[start Data provided]
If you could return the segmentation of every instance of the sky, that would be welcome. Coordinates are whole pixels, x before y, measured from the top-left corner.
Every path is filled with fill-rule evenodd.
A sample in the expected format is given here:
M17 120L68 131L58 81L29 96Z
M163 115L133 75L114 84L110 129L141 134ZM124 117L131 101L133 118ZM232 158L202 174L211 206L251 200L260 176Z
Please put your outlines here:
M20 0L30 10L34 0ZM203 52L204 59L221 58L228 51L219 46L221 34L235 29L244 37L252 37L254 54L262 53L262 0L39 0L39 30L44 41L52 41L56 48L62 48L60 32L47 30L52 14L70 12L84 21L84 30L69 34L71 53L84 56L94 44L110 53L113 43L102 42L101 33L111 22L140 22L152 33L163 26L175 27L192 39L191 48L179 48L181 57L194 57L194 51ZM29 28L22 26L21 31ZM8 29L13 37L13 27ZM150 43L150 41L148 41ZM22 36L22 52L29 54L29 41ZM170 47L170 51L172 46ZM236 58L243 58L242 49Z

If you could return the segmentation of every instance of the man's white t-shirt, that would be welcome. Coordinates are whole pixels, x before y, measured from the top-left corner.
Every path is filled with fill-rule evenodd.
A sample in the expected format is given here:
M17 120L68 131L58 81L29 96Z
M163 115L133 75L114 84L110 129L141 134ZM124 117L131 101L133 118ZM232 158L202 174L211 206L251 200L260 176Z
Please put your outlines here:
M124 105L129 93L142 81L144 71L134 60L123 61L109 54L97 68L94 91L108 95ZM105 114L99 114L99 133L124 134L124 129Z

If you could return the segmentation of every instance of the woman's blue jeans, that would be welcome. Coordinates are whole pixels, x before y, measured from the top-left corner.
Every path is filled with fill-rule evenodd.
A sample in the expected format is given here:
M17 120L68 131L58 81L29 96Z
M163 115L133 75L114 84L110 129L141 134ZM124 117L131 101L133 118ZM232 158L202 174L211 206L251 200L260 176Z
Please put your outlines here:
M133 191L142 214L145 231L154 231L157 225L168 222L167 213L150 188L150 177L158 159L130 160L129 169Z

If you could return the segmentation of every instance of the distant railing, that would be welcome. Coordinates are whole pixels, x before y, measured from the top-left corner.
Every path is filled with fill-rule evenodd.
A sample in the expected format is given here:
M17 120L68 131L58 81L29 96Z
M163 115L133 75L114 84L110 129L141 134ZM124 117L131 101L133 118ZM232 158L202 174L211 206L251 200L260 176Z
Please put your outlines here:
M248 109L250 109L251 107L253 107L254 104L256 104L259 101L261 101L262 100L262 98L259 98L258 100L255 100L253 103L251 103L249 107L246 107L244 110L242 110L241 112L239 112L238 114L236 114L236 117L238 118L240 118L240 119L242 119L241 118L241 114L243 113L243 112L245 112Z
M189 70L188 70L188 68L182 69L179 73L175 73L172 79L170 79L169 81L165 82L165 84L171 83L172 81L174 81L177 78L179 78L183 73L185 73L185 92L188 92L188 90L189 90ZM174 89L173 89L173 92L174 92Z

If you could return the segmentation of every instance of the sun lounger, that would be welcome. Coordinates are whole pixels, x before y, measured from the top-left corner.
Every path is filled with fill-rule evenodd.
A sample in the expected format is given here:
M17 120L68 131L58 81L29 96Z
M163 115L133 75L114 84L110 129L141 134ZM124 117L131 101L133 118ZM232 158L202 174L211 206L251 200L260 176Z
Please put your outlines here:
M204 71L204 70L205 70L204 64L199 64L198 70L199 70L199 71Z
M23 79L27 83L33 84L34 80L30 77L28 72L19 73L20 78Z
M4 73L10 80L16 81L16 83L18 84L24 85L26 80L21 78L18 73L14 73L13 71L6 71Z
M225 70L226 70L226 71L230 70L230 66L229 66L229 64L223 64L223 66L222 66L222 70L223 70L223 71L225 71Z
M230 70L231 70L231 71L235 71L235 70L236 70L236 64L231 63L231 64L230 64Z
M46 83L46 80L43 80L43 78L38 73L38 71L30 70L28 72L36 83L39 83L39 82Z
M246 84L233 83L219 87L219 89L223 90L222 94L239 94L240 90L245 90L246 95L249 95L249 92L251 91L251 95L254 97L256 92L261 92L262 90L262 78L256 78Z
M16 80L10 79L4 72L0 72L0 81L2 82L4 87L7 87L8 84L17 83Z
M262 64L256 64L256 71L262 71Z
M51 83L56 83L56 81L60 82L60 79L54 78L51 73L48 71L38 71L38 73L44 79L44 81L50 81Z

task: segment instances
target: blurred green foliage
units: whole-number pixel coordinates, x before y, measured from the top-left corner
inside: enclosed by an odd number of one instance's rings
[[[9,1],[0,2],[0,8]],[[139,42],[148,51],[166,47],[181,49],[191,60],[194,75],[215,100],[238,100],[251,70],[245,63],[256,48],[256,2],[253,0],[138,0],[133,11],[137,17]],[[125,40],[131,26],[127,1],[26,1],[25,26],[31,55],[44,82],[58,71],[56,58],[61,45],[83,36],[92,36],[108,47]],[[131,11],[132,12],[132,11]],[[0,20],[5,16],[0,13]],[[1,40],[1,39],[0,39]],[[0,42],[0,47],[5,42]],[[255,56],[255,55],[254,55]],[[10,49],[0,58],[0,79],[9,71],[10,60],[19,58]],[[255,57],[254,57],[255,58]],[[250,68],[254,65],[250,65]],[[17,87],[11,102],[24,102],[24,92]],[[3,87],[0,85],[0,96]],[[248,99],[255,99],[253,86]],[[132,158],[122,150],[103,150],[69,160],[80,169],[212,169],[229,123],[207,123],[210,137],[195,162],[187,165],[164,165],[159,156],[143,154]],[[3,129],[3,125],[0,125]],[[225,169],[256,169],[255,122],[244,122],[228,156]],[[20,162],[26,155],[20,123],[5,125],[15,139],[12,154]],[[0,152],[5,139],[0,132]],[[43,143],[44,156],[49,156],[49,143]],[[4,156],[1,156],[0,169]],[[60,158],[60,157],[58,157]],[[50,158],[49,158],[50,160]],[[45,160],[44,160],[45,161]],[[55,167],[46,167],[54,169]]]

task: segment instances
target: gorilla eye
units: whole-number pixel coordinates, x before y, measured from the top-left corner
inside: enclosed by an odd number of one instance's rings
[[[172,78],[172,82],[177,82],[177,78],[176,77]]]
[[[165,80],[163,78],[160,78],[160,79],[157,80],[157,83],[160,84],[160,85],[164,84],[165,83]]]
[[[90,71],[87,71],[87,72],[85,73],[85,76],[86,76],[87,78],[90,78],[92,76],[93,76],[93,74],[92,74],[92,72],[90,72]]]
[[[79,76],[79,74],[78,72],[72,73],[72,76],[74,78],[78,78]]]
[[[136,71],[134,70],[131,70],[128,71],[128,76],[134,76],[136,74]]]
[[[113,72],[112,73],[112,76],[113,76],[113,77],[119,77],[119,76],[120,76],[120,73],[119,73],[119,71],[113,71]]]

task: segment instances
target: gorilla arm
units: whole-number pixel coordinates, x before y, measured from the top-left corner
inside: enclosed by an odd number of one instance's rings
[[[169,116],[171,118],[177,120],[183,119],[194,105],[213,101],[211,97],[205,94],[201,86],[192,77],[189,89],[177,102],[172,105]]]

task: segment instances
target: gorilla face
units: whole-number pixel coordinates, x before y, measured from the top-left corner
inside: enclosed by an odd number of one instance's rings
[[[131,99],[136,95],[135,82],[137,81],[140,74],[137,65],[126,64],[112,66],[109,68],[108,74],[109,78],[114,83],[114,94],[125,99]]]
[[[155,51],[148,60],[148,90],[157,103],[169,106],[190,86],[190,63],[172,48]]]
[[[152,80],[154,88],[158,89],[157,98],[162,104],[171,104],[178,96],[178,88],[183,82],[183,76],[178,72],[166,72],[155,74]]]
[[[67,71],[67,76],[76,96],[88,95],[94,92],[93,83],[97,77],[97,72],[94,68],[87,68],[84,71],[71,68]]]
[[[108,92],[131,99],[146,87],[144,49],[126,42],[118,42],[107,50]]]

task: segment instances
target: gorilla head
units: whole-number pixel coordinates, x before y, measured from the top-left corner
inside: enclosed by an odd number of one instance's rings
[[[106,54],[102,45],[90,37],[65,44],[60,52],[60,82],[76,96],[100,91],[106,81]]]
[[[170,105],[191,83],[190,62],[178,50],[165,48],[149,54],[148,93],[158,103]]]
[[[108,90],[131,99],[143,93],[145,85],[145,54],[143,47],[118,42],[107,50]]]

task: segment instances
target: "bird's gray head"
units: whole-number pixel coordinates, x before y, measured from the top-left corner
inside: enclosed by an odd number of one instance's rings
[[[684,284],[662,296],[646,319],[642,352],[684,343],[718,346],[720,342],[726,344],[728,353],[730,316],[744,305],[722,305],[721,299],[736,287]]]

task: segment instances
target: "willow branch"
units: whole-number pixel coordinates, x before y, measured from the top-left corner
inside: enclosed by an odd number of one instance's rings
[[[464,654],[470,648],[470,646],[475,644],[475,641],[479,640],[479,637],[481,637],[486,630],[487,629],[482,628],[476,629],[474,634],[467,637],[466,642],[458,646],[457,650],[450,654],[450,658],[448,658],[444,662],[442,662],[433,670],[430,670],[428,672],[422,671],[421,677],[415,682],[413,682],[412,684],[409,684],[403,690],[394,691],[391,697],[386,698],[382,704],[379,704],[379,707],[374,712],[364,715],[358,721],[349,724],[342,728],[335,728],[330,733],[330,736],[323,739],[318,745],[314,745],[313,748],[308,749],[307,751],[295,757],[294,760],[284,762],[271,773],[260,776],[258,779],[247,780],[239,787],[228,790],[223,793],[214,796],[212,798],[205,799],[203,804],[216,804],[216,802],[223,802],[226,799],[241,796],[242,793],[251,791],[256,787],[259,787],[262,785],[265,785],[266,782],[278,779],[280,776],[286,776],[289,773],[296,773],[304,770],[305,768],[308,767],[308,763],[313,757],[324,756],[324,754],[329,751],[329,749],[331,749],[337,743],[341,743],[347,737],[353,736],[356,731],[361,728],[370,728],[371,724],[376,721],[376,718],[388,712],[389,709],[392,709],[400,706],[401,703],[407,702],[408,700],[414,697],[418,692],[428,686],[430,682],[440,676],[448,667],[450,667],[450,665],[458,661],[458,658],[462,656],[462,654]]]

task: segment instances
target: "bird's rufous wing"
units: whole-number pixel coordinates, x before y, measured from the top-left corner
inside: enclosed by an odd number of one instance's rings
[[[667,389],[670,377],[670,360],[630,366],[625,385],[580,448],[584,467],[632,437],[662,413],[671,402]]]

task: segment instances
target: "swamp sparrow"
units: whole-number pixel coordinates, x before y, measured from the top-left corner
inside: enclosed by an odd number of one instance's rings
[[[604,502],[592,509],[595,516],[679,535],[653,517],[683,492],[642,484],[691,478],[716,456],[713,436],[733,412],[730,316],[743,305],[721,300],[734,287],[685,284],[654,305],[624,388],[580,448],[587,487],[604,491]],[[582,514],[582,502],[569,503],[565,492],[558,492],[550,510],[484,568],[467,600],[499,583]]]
[end Data provided]
What needs to be done
Rewrite everything from the start of the rows down to the line containing "M20 0L30 10L34" as a Markdown table, with a running number in a column named n and each line in a column named Line. Leave out blank lines.

Worked answer
| n | Line |
|---|---|
| 1 | If you could return the segmentation of every instance of the sky, that would be welcome. Coordinates are whole pixels, x before y, measured from the top-left corner. |
| 2 | Every path is filled with fill-rule evenodd. |
| 3 | A sample in the expected format is given here: |
| 4 | M17 120L68 131L58 81L29 96Z |
| 5 | M163 115L133 75L114 84L110 129L141 134ZM124 117L131 101L133 118ZM232 158L202 174L211 206L251 200L260 176Z |
| 6 | Please put your outlines here: |
| 7 | M20 0L30 10L34 0ZM203 52L204 59L221 58L228 51L219 46L221 34L235 29L244 37L252 37L254 54L262 53L262 0L39 0L39 30L44 41L52 41L56 48L62 48L60 32L47 30L52 14L70 12L84 21L84 30L69 34L71 53L84 56L94 44L110 53L113 43L102 42L101 33L111 22L140 22L152 33L163 26L175 27L192 39L191 48L179 48L181 57L194 57L194 51ZM29 28L22 26L21 31ZM8 29L13 37L13 27ZM150 43L150 41L148 41ZM22 36L22 52L29 54L29 41ZM170 47L170 51L172 46ZM236 58L243 58L242 49Z |